- [YOUR INSTRUCTIONS] Rewrite every line of the entries below as a JSON list of strings, one string per line, leaving out blank lines.
--- Start INPUT MATERIAL ---
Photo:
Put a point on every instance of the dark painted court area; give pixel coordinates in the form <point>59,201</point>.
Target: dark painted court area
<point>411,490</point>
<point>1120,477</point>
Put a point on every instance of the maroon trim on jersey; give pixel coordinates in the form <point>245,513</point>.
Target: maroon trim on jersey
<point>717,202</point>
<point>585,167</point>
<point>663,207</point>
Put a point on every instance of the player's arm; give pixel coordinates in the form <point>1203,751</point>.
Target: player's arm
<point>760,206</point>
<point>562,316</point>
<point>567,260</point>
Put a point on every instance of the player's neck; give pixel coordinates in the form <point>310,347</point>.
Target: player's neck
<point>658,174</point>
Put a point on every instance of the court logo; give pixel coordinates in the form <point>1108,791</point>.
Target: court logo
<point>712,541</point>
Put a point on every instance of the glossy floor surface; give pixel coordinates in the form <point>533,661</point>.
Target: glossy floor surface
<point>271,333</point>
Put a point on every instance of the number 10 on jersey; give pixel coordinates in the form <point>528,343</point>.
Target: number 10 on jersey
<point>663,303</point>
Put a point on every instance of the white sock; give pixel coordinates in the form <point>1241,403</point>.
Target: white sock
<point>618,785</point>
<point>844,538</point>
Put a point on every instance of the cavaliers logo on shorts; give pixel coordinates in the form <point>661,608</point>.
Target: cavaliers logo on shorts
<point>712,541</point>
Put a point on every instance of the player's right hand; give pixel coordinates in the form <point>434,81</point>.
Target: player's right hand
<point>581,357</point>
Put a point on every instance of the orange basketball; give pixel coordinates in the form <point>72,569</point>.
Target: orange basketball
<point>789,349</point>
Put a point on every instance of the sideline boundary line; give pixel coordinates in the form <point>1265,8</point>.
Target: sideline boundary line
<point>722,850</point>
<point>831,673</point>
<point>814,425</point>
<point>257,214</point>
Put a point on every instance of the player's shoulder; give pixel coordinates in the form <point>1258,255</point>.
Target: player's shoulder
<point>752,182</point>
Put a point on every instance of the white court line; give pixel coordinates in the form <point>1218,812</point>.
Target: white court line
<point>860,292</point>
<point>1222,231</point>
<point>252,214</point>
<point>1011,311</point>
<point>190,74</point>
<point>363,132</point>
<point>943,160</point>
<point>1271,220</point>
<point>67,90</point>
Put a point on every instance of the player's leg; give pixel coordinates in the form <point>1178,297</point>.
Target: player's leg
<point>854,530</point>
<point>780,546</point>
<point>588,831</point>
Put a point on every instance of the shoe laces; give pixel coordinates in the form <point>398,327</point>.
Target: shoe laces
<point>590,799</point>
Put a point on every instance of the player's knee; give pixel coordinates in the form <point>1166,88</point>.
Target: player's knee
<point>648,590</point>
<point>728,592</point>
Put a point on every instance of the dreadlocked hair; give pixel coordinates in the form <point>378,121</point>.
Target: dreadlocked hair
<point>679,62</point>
--- End INPUT MATERIAL ---
- [TASK RESPONSE]
[
  "Photo:",
  "Put a point on every instance of the dark painted court area; give pixel coordinates in the form <point>59,201</point>.",
  "Target: dark painted court area",
  "<point>411,490</point>",
  "<point>1120,477</point>",
  "Put a point on every instance of the maroon trim on jersey; give pixel coordinates in the form <point>245,513</point>.",
  "Target: maroon trim on jersey",
  "<point>717,202</point>",
  "<point>585,167</point>",
  "<point>663,207</point>",
  "Put a point on every instance of the player's arm; give pixel coordinates in the form <point>1203,751</point>.",
  "Target: player's arm",
  "<point>760,206</point>",
  "<point>562,316</point>",
  "<point>567,260</point>",
  "Put a point on every instance of the player's neck; give pixel coordinates in the form <point>310,347</point>.",
  "Target: player's neck",
  "<point>658,174</point>",
  "Put a point on every instance of the court logo; give pixel coordinates in the form <point>1108,791</point>.",
  "Target: court logo",
  "<point>712,541</point>",
  "Put a point on every instance of the glossy floor surface; give pixel coordinates in the form <point>533,661</point>.",
  "Target: glossy floor surface",
  "<point>271,333</point>",
  "Put a point on every instance of the number 10 on jersey; give pixel coordinates in the form <point>528,343</point>.",
  "Target: number 10 on jersey",
  "<point>663,303</point>",
  "Put a point on every instance of the white sock; give pixel coordinates in the form <point>1241,403</point>.",
  "Target: white sock",
  "<point>618,785</point>",
  "<point>844,538</point>",
  "Put a point on every instance of the cavaliers logo on shorts; give pixel coordinates in the form <point>661,608</point>.",
  "Target: cavaliers logo on shorts",
  "<point>712,541</point>",
  "Put a point on every instance of the player's right hand; give pixel coordinates in the form <point>434,81</point>.",
  "Target: player's right hand",
  "<point>581,357</point>",
  "Put a point on every instance of the orange basketball; give pixel coordinates in the form <point>72,569</point>.",
  "Target: orange basketball",
  "<point>789,349</point>",
  "Put a point on every instance of the sideline boundary line; give pixel coordinates in the form <point>1265,8</point>.",
  "Target: sideline boundary line",
  "<point>722,850</point>",
  "<point>831,673</point>",
  "<point>814,425</point>",
  "<point>257,214</point>",
  "Put a point on every instance of the player's shoulder; give pixel coordinates in the form <point>1258,255</point>.",
  "Target: player's shoulder",
  "<point>752,182</point>",
  "Put a point on every instance of the white court line; give pixel coordinates in the form <point>1218,812</point>.",
  "Target: white court line",
  "<point>860,292</point>",
  "<point>1222,231</point>",
  "<point>252,214</point>",
  "<point>1011,311</point>",
  "<point>190,74</point>",
  "<point>363,132</point>",
  "<point>943,160</point>",
  "<point>1271,220</point>",
  "<point>67,90</point>",
  "Put a point on every instance of the player's leg; give pixel coordinates in the form <point>1178,297</point>.",
  "Target: player's leg",
  "<point>854,530</point>",
  "<point>780,546</point>",
  "<point>588,831</point>",
  "Put a point on every instance of the shoe laces; give pixel coordinates in the form <point>398,327</point>.",
  "Target: shoe laces",
  "<point>590,799</point>",
  "Put a point on every instance of the player's knee; give pixel coordinates in the form <point>1166,88</point>.",
  "Target: player's knee",
  "<point>648,590</point>",
  "<point>728,592</point>",
  "Put a point on every instance of the dreadlocked hair; give pixel coordinates in the form <point>378,121</point>.",
  "Target: dreadlocked hair",
  "<point>679,62</point>"
]